Iran’s Strategic Assessment of Iraqi Shia Leadership Options

Al-Maliki is a system-internal actor, strongest in periods of institutional gridlock and elite bargaining. His power base is institutional and elite-driven, operating through parties (State of Law), Parliament, courts, and constitutional mechanisms. He relies on state structures rather than mass mobilisation.


Muqtada al-Sadr represents a rival Shia power centre and is system-disruptive. His strength derives from mass mobilisation, street pressure, and religious lineage as the son of Grand Ayatollah Mohammed Sadiq al-Sadr. He leverages institutions tactically rather than viewing them as the primary locus of power.


Al-Maliki treats the state as the main instrument of authority. As prime minister, he centralised power within the Prime Minister’s Office and security institutions, favouring executive dominance. Sadr maintains an ambivalent relationship with the state, alternating between participation, withdrawal, and direct challenge. For Sadr, the state is one arena among several sources of legitimacy.


Al-Maliki maintains embedded ties to Iran-aligned armed groups within the PMF, exercising indirect but structural influence. Still, he does not command it: there are PMF factions loyal to institutions (e.g. Badr) and PMF factions loyal to their own command structures (e.g. Kataib Hezbollah, Asaib Ahl al-Haq). Sadr’s armed capacity, centred on Saraya al-Salam, is more autonomous but comparatively limited and less regionally active.

Required task 1: Can you format the records, everything from the line containing "Pass this photo to locate to point out the painted deer" down to the line containing "x=480, y=1025", as a JSON list of strings with one string per line and blank lines left out?

Object location annotation data
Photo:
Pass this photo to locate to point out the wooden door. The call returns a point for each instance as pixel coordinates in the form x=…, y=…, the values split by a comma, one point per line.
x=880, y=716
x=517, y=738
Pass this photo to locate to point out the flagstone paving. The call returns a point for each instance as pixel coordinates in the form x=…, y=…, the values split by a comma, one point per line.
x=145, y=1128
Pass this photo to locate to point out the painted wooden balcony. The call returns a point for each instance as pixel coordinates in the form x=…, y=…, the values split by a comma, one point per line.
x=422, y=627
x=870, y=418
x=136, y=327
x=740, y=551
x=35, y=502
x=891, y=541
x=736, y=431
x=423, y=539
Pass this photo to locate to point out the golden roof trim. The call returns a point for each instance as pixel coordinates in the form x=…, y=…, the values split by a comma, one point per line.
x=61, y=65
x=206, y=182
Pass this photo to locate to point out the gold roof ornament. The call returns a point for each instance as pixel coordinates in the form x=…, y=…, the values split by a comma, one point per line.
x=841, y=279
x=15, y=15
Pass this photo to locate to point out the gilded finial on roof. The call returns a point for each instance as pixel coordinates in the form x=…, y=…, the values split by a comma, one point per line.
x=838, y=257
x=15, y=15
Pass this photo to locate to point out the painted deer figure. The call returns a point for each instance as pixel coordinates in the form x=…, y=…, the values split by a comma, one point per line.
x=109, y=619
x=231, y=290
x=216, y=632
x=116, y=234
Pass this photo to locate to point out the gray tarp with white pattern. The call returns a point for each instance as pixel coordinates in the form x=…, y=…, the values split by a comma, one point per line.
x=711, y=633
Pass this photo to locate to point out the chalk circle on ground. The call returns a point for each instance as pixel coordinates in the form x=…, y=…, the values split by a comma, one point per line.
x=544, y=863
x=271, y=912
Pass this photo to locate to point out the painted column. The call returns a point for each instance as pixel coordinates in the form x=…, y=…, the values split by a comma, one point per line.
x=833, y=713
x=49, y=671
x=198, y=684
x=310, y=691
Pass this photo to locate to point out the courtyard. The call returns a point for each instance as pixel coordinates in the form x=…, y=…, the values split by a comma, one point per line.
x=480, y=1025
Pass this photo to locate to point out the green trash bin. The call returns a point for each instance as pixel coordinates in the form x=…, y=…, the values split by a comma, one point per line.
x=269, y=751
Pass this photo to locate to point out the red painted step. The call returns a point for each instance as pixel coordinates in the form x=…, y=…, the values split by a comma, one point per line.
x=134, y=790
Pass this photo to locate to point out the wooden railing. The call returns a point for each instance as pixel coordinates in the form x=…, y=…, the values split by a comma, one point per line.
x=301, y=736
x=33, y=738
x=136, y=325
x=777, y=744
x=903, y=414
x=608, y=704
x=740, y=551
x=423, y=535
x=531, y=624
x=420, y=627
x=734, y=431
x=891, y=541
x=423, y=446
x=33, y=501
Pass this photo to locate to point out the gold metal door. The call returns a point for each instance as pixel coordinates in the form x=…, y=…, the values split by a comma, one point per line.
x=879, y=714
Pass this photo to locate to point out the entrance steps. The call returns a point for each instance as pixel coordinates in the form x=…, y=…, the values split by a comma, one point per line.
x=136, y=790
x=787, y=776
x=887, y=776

Required task 2:
Answer these about the assessment of Iraqi Shia leadership options:
(a) Which party is named as one channel of al-Maliki's power base?
(b) Whose son is Muqtada al-Sadr?
(c) What force is Sadr's armed capacity centered on?

Expected output 1:
[
  "Pass this photo to locate to point out the painted deer figure. The call returns a point for each instance as pixel coordinates in the form x=…, y=…, the values split by a comma, one point per line.",
  "x=109, y=619",
  "x=231, y=290",
  "x=216, y=632",
  "x=116, y=234",
  "Pass this photo to locate to point out the gray tarp with white pattern. The call returns a point for each instance as pixel coordinates in the form x=…, y=…, the values split by a comma, one point per line.",
  "x=711, y=633",
  "Pass this photo to locate to point out the chalk circle on ground. The call returns a point for each instance as pixel coordinates in the form x=…, y=…, the values split by a comma, one point per line.",
  "x=544, y=863",
  "x=271, y=912",
  "Pass this photo to locate to point out the painted column. The call returns a point for each instance as pixel coordinates in the form x=…, y=…, the values split by a comma, one point per line.",
  "x=833, y=713",
  "x=49, y=671",
  "x=198, y=684",
  "x=310, y=691",
  "Pass this photo to locate to point out the courtyard. The call returns a point for each instance as pixel coordinates in the form x=…, y=…, the values split by a comma, one point per line.",
  "x=480, y=1025"
]

Expected output 2:
(a) State of Law
(b) Grand Ayatollah Mohammed Sadiq al-Sadr
(c) Saraya al-Salam